What the task requires — Gather each line from the rows below that contains the word "blue". Case counts.

====== Dataset excerpts ======

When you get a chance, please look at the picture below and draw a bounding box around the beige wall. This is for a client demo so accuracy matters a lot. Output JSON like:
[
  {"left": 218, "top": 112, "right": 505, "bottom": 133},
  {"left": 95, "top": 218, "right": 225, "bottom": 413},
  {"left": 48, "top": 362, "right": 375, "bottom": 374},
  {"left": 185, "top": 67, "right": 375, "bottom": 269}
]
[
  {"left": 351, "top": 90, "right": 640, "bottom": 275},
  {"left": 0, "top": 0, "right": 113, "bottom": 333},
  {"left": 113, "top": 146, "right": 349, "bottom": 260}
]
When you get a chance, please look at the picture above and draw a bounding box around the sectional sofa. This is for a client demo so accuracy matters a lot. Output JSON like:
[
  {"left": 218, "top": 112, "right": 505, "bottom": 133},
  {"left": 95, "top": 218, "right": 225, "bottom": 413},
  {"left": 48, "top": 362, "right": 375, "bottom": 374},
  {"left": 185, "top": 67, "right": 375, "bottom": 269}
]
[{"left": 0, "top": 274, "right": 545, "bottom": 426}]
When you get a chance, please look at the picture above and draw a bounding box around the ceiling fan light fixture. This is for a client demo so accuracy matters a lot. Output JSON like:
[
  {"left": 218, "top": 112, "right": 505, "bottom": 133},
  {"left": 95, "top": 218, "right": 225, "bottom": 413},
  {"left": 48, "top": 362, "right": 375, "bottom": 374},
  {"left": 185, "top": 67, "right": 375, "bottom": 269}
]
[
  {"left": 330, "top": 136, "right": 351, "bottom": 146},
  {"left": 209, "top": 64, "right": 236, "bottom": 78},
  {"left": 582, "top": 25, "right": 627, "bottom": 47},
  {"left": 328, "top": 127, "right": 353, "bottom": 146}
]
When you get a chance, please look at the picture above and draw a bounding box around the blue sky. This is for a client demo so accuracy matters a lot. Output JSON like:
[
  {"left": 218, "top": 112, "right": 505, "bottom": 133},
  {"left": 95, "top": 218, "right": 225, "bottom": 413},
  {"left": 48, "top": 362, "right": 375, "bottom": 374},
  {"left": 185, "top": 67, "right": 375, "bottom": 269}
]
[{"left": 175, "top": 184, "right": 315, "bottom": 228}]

======

Output below —
When you get a chance, please look at the picture above and draw a bounding box around the blue sky. This is for a client demo so accuracy matters a lot. Output JSON like:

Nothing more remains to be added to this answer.